## Record excerpts
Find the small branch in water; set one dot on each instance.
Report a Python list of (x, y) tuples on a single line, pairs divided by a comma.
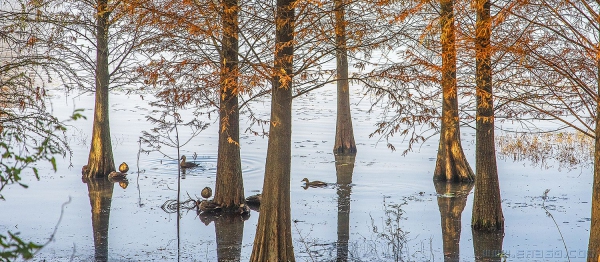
[(544, 197)]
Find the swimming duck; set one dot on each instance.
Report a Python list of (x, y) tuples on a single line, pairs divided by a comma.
[(116, 175), (254, 199), (314, 183), (123, 167), (208, 206), (206, 192), (184, 164)]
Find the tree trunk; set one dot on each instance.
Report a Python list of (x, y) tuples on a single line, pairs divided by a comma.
[(487, 207), (100, 161), (273, 240), (344, 168), (452, 199), (229, 188), (229, 229), (100, 191), (451, 164), (594, 243), (344, 134)]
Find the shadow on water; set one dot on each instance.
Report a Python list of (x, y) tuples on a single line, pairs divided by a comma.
[(344, 167), (452, 199), (100, 192)]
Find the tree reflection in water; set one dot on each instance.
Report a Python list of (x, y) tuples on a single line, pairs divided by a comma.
[(452, 199), (594, 242), (229, 231), (100, 192), (488, 245), (344, 167)]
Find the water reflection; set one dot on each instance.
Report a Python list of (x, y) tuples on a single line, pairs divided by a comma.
[(594, 243), (452, 199), (488, 245), (100, 192), (344, 167), (229, 229)]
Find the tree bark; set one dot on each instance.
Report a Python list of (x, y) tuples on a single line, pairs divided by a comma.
[(100, 192), (344, 134), (594, 243), (452, 199), (273, 240), (451, 164), (487, 207), (344, 168), (229, 187), (101, 161)]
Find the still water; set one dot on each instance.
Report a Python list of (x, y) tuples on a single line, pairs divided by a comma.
[(380, 207)]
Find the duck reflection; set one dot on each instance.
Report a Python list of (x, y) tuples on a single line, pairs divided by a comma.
[(452, 199), (100, 192), (344, 167)]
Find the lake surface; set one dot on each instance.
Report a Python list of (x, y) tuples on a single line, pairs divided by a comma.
[(388, 212)]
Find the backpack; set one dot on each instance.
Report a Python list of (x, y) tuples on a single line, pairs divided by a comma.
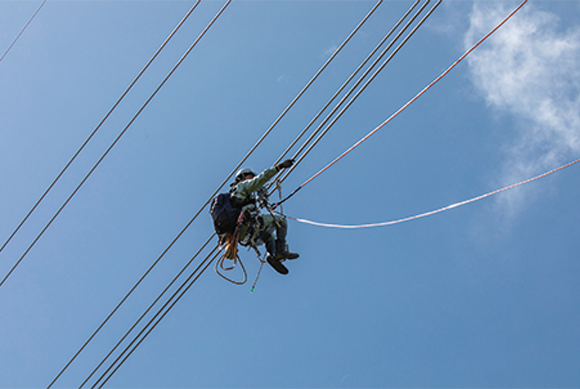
[(224, 214)]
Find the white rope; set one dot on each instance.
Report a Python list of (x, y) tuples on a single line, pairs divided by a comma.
[(447, 208)]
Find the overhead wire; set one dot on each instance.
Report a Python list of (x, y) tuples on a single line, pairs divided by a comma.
[(248, 154), (92, 134), (133, 345), (179, 62), (366, 84), (22, 32), (148, 310), (167, 249), (407, 104), (343, 86), (154, 321), (439, 210)]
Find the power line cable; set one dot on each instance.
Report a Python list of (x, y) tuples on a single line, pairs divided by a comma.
[(115, 142), (408, 103), (134, 340), (151, 326), (126, 351), (366, 84), (167, 249), (344, 85), (22, 32), (100, 124), (188, 283), (148, 271), (439, 210), (148, 309)]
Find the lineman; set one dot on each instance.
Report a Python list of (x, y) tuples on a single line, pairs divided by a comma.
[(260, 228)]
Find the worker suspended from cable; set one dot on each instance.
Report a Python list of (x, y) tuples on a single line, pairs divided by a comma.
[(237, 217)]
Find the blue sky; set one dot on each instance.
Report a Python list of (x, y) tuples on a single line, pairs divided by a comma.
[(484, 295)]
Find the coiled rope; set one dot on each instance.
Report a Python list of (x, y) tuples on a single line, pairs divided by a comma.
[(447, 208)]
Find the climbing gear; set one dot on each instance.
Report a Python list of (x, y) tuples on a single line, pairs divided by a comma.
[(230, 248), (224, 214)]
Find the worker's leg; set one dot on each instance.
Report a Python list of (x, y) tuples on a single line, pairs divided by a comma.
[(281, 232)]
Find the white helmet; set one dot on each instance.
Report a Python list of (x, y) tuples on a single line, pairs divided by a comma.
[(242, 173)]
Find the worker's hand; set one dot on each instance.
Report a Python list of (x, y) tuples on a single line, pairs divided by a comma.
[(286, 164)]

## What the task requires
Output every line of the entries above as a JSON array of strings, one string per line, with blank lines skipped. Omit the pictures.

## Full solution
[
  "Find the small branch in water; set one dot on each instance.",
  "Report a Python list of (x, y) tuples on a single line, pairs divided by a comma.",
  "[(544, 197)]",
  "Find the swimming duck; set one dot on each instance.",
  "Report a Python list of (x, y) tuples on a single line, pairs divided by a comma.",
  "[(116, 175), (254, 199), (314, 183), (123, 167), (208, 206), (206, 192), (184, 164)]",
  "Find the tree trunk; set one dot on each instance.",
  "Report a Python list of (x, y) tuples on a single line, pairs divided by a comma.",
  "[(487, 207), (100, 161), (273, 240), (344, 168), (452, 199), (229, 188), (229, 229), (100, 191), (451, 164), (594, 243), (344, 134)]",
  "Find the shadow on water; set one dot on each instance.",
  "Report a Python list of (x, y) tuples on a single line, pairs divided by a comma.",
  "[(344, 167), (452, 199), (100, 192)]",
  "Find the tree reflection in water; set one dot on each instance.",
  "Report a Python list of (x, y) tuples on a single line, pairs divided by a comma.",
  "[(452, 199), (594, 242), (229, 231), (100, 192), (488, 245), (344, 167)]",
  "Find the water reflection; set one dot on each instance.",
  "Report a Python list of (x, y) tuples on a single line, pairs divided by a comma.",
  "[(594, 243), (452, 199), (488, 245), (100, 192), (344, 167), (229, 229)]",
  "Find the tree bark; set one dot on each instance.",
  "Report a Python list of (x, y) tuples on a single line, pairs divided by a comma.",
  "[(100, 192), (344, 134), (594, 243), (452, 199), (273, 240), (451, 164), (487, 207), (344, 168), (229, 187), (101, 161)]",
  "Find the still water; set one dot on each instance.",
  "Report a Python list of (x, y) tuples on a single line, pairs divided by a comma.",
  "[(380, 207)]",
  "Find the duck reflection; set one dot on each instance.",
  "Report a Python list of (x, y) tuples on a single line, pairs divided by a comma.",
  "[(452, 199), (100, 192), (344, 167)]",
  "Find the lake surface; set one dot on each instance.",
  "Report a Python list of (x, y) tuples on a single line, pairs divided by a comma.",
  "[(388, 212)]",
  "Find the backpack; set one dot on each instance.",
  "Report a Python list of (x, y) tuples on a single line, pairs divided by a comma.",
  "[(224, 214)]",
  "Find the white rope; set one dot on each instance.",
  "Report a Python list of (x, y) tuples on a single line, pairs divided by a comma.",
  "[(447, 208)]",
  "Find the overhead wire; set one dot on each instance.",
  "Report a Python list of (x, y) tuples on a single line, pairs divided by a comma.",
  "[(248, 154), (92, 134), (133, 345), (179, 62), (366, 84), (22, 32), (148, 310), (167, 249), (407, 104), (343, 86), (154, 321), (439, 210)]",
  "Find the power line cable; set one dot on each instance.",
  "Report a Python list of (x, y) tuples on a single line, pairs divided by a comma.",
  "[(115, 142), (408, 103), (134, 340), (151, 326), (126, 351), (366, 84), (167, 249), (344, 85), (22, 32), (100, 124), (188, 283), (148, 271), (439, 210), (148, 309)]",
  "Find the lineman; set one dot on each instance.",
  "Report a Python list of (x, y) tuples on a single line, pairs divided by a comma.",
  "[(260, 228)]",
  "Find the worker suspended from cable; set one dot on each instance.",
  "Report a Python list of (x, y) tuples on a single line, pairs divided by a comma.",
  "[(237, 217)]",
  "Find the blue sky; set one dot on each instance.",
  "Report a Python list of (x, y) tuples on a single line, pairs divided by a comma.",
  "[(484, 295)]",
  "Find the coiled rope; set one dot on each instance.",
  "Report a Python list of (x, y) tuples on a single line, pairs divided by a comma.",
  "[(447, 208)]",
  "Find the climbing gear; set one dot on each instance.",
  "Report a Python list of (x, y) tuples on a single line, pairs divided by a comma.",
  "[(230, 248), (224, 214)]",
  "Find the worker's leg; set one dot on each instance.",
  "Report a Python list of (x, y) tuples on a single line, pairs divided by a comma.",
  "[(281, 232)]",
  "Find the white helmet; set one dot on each instance.",
  "Report a Python list of (x, y) tuples on a single line, pairs divided by a comma.",
  "[(242, 173)]",
  "Find the worker's hand; set one dot on each instance.",
  "Report a Python list of (x, y) tuples on a single line, pairs divided by a comma.",
  "[(286, 164)]"
]